Point annotation dataset records
============

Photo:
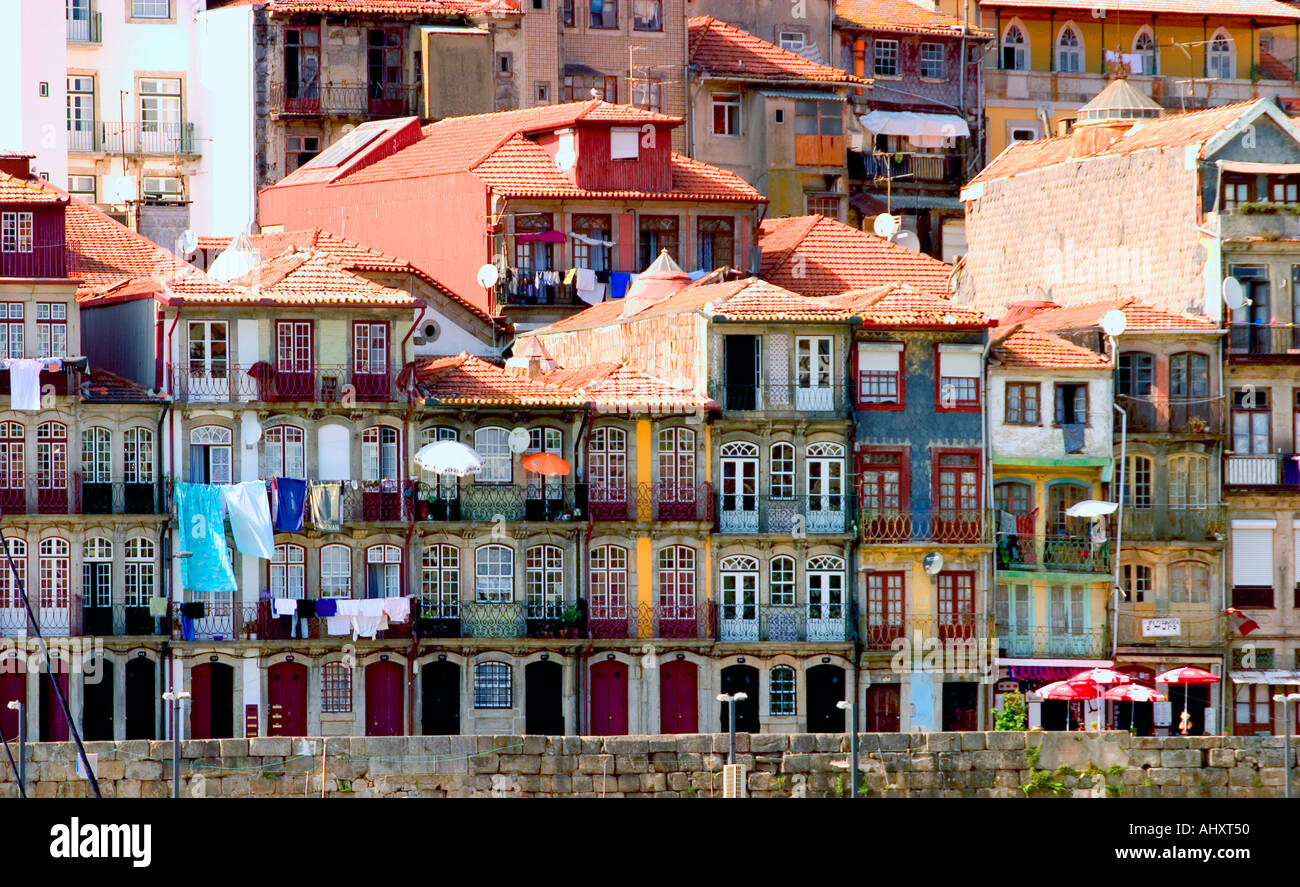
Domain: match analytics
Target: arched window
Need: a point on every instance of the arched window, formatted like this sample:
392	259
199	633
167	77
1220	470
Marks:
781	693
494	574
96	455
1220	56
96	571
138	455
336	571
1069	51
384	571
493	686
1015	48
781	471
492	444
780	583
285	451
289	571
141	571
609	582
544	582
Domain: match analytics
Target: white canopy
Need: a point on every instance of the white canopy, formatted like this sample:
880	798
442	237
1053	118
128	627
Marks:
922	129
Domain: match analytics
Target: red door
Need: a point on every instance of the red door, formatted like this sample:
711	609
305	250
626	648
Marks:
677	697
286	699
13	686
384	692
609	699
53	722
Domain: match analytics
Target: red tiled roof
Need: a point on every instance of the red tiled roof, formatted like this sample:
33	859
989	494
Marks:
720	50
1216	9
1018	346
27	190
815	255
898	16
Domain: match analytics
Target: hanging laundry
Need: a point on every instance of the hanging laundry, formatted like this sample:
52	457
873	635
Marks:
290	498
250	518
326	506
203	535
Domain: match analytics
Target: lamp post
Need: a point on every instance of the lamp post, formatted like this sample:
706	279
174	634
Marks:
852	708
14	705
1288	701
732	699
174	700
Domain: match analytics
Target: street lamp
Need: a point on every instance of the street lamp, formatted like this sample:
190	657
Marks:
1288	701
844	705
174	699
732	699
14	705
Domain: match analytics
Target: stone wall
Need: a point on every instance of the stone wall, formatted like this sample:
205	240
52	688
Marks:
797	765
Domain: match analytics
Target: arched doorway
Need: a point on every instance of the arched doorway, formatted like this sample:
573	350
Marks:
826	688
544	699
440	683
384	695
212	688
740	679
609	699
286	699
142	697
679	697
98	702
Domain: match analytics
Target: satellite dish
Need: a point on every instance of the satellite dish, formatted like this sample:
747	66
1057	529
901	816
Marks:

============

### Work to complete
Return each line of the items above that includes the string "formatted".

### Answer for this exercise
Need: a point on every instance of the arched window, formatted like this sample:
Need: a point on every instance of the white canopy, formatted like this sample:
Need: a point on every instance of the red door, formatted like this sample:
Need: a point on every instance of the red tiled roof, formatted like this sample:
Need: a point on every instance of the hanging laundry, formatted like this sample:
Need: a point on every instance of the lamp post, formatted like this sample:
Need: a point on every instance of the street lamp, formatted like this sample:
Need: a point on every instance of the stone wall, formatted like this sample:
Need: a point on every instance of the arched doorway, formatted like this sample:
Need: a point on every instance of the satellite dish, formatted like this sample:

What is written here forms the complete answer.